## WORK TASK 1
In the Trafodion article, what is the name of the version of Trafodion that Esgyn sells?
## WORK TASK 2
From the Trafodion article, return the passage that starts at "Transactional and analytical" and ends at "Greenplum powered analytics.", copied word for word.

## EXTRACT PROVIDED

HP Spins Out Trafodion to Power Transactional Hadoop
The feasibility of running transactional workloads side by side with analytical workloads on Hadoop got a little clearer this summer when Hewlett-Packard spun out Trafodion, a “webscale SQL-on-Hadoop” solution. The new company behind Trafodion, called Esgyn, has a simple yet bold goal: unite analytic and transactional workloads onto a single SQL-loving Hadoop platform.
Transactional and analytical workloads have different characteristics, by definition. Transactional systems are usually heavy on the writes and require strong consistency and availability, while analytic systems are heavier on the reads and don’t require that strict ACID adherence. These differences led companies to run transactional workloads on row-oriented relational databases like Oracle and DB2, while column-oriented databases MPP databases like Teradata and Greenplum powered analytics.
Those old walls are now breaking down thanks to a confluence of trends and a period of rapid technological evolution. While ERP systems continue to chug away as they have for 30 years, the notion of what constitutes a “transaction” is changing before our eyes, and the strict lines separating analytic and transactional workloads are becoming harder and harder to discern. Increasingly, customers want to co-mingle all of their data to reduce the latency involved in decision making and close the loop on operational analytics. This is what SAP wants to do with HANA and what Oracle and IBM are aiming for with their respective databases. And there are similar attempts to do this on Hadoop.
That’s where the folks at Esgyn see themselves operating. The company (whose name is pronounced with a soft “g,” as in “go”) is bullish on the prospects for Trafodion, the open source OLTP database engine for Hadoop that’s currently incubating as an Apache project. HP Labs retooled the software, which was originally a massively parallel processing (MPP) analytic database, to provide full ANSI SQL and ACID capabilities atop HBase, along with a parallel execution engine and a SQL query optimizer. The company sells a version of Trafodion called EsgynDB.
Rohit Jain, the CTO of Esgyn and the main backer of Trafodion while at Hewlett-Packard, recently talked about the prospects for running transactional and operational workloads side by side on Hadoop. “The sweet spot for us is the operational data store,” Jain tells Datanami. “People need that structured data to be co-located [with the semi-structured and unstructured data] to do the analytics.”
Consider the case of an Esgyn prospect in the banking industry. The bank has transactions coming into the core banking system, which stores maybe a day’s worth of data. As the transactions mount, they’re piped over to a separate mainframe system that can comfortably store perhaps a month’s worth of data.
The bank’s users are hitting that core banking system and the mainframe to get daily and end-of month data, Jain says. “But what they really want to have is five to 10 years of transactions available,” Jain says. “If they take an operational data store approach and basically… stream that data onto the Hadoop system with sub-second latency, now you can offer your customers all sorts of capabilities.”
For the bank, the key is the mingling of the structured data (i.e. the transactions) with the unstructured data, which could be the GPS location of an ATM machine, the frequency of pharmacy visits, or monthly statements stored in PDF format. This is a form of operational analytics that falls somewhere between the two traditional camps of transaction processing and analytical workloads.

## SUPPLIED INFORMATION
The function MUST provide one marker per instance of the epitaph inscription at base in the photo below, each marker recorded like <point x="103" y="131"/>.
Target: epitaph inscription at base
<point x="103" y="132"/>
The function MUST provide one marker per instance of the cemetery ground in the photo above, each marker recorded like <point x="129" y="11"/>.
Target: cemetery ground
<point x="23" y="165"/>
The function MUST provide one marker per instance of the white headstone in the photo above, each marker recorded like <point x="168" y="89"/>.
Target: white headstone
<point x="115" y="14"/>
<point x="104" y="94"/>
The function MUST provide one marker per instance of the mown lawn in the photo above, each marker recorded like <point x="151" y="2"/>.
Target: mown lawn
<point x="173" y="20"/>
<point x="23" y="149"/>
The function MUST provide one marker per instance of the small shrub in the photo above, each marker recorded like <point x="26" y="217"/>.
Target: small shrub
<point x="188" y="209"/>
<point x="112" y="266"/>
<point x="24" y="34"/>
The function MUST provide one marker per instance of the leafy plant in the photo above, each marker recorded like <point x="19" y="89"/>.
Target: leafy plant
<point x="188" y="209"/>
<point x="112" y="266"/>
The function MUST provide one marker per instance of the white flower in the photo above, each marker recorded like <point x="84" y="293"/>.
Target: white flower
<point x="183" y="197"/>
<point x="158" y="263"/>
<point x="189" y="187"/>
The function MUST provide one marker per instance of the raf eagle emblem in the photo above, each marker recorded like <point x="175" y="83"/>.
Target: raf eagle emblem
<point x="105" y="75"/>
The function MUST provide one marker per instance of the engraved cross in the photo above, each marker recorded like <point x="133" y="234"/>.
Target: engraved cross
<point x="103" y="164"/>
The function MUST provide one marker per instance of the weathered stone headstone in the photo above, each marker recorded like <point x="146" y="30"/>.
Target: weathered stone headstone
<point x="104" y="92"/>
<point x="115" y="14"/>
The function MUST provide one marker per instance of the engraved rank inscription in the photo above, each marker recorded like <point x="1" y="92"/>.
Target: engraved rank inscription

## FINAL ANSWER 1
EsgynDB

## FINAL ANSWER 2
Transactional and analytical workloads have different characteristics, by definition. Transactional systems are usually heavy on the writes and require strong consistency and availability, while analytic systems are heavier on the reads and don’t require that strict ACID adherence. These differences led companies to run transactional workloads on row-oriented relational databases like Oracle and DB2, while column-oriented databases MPP databases like Teradata and Greenplum powered analytics.